• [TEXT FOR ANALYSIS]
*** Begin section ***

Arts-world assists for new music are nothing new. American avant-garde music, for instance, pretty much began with John Cage’s New York debut concert at the Museum of Modern Art in 1943. Minimalist composers may never have gotten off the ground without the help of sympathetic Manhattan art galleries in SoHo during the '60s.
Now it’s Hanoi’s turn. Over the past week, while following the Pasadena-based Southwest Chamber Music’s Ascending Dragon Music Festival in Vietnam, I’ve gotten a glimpse of how Hanoi is striving to become a modern art center. This is a developing city which after long years of wars, deprivation and political insulation has only in the past two decades come out of the artistic cold. And not until the late 1990s, when the Internet became widespread, have musicians here had access to recent musical developments elsewhere.

*** End section ***

• [REQUIRED ACTIONS]
a: List every year or decade that the text about new music in Hanoi gives in numerals.
b: Continue the text about Hanoi's new music scene from its last sentence.
The records are separate material and have no connection to the text about new music in Hanoi.

• [DATASET EXTRACT]
*** Begin section ***

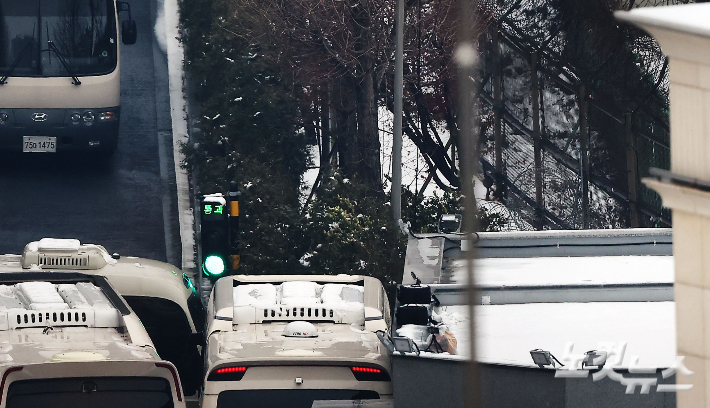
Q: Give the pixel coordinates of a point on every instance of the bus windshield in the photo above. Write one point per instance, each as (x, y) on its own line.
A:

*** End section ***
*** Begin section ***

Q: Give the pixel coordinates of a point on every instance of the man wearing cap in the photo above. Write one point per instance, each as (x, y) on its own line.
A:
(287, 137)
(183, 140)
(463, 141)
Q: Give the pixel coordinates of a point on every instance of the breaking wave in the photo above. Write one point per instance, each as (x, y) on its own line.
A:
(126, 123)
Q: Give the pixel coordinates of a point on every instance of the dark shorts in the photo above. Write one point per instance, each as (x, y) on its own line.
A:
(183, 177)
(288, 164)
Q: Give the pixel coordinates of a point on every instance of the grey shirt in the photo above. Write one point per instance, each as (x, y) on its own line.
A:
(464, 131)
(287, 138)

*** End section ***
*** Begin section ***

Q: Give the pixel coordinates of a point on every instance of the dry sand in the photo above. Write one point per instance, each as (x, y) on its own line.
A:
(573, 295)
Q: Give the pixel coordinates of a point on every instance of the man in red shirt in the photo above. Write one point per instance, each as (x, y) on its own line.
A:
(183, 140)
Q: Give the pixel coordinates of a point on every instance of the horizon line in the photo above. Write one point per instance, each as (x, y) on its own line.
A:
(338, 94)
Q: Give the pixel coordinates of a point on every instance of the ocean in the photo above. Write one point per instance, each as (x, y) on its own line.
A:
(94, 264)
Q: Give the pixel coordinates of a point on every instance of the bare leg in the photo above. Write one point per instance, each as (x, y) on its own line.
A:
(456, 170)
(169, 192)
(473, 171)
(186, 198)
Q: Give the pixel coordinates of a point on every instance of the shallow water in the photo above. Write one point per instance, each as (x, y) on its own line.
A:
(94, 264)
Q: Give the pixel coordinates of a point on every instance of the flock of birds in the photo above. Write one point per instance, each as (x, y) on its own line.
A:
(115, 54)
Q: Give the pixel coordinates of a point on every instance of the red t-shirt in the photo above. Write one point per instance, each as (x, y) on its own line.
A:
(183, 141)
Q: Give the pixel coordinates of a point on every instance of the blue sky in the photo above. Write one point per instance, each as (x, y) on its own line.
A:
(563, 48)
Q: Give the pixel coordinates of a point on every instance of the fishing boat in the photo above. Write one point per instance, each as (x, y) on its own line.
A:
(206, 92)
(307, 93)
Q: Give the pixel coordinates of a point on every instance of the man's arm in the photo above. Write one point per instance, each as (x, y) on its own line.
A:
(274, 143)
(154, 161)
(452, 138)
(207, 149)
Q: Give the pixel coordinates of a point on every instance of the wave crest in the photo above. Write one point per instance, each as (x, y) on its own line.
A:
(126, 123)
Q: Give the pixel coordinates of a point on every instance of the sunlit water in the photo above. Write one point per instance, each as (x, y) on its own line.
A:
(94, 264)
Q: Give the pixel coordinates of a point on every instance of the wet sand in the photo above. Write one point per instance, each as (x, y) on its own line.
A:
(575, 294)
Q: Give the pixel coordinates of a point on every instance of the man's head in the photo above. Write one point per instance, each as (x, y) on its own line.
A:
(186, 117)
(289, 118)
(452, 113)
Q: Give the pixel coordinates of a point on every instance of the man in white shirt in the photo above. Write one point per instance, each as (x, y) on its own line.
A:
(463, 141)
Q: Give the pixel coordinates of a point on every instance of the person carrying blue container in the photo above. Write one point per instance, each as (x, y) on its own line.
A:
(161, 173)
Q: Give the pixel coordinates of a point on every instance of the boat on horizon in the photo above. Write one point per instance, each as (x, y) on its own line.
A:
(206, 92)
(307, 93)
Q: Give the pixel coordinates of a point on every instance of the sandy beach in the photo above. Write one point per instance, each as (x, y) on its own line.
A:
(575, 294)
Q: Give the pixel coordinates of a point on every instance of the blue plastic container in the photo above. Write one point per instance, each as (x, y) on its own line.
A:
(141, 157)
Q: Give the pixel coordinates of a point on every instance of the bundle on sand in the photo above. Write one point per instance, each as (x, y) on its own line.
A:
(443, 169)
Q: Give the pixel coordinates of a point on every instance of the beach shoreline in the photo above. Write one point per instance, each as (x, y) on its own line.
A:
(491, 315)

*** End section ***

• [EXERCISE ANSWERS]
a: 1943, the '60s, the late 1990s

b:
The Southwest cultural exchange brings American and Vietnamese composers together for the first time on a significant scale. In the formal Hanoi concerts thus far, Vietnamese and American musicians have enthusiastically collaborated in John Cage’s “Atlas Eclipticalis,” a disembodied music of the spheres, and Toru Takemitsu’s “Archipelago S.” Both sounded marvelous in the acoustically vibrant small concert at the Vietnam National Academy of Music.
But since the academy emphasizes traditional music (be it Western or Vietnamese), audiences here tend to be incurious even about their own masterful senior composers -- the eloquently Buddhist Ton That Tiet and the flamboyantly original Nguyen Thien Dao -- who now live in France and are seldom performed in their homeland.
If Southwest has been giving a gentle nudge to the academy to think beyond Bach, Beethoven and Chopin, three composers who are particularly revered here (as are the Russians), it has been nudging elsewhere in town as well. The galleries are an easier sell for new music, whether foreign-sponsored venues such as L’Espace and the Goethe Institute, or smaller, edgier local galleries that have a more underground vibe and occasionally hold concerts, new music or rock, that suit their mildly subversive agenda.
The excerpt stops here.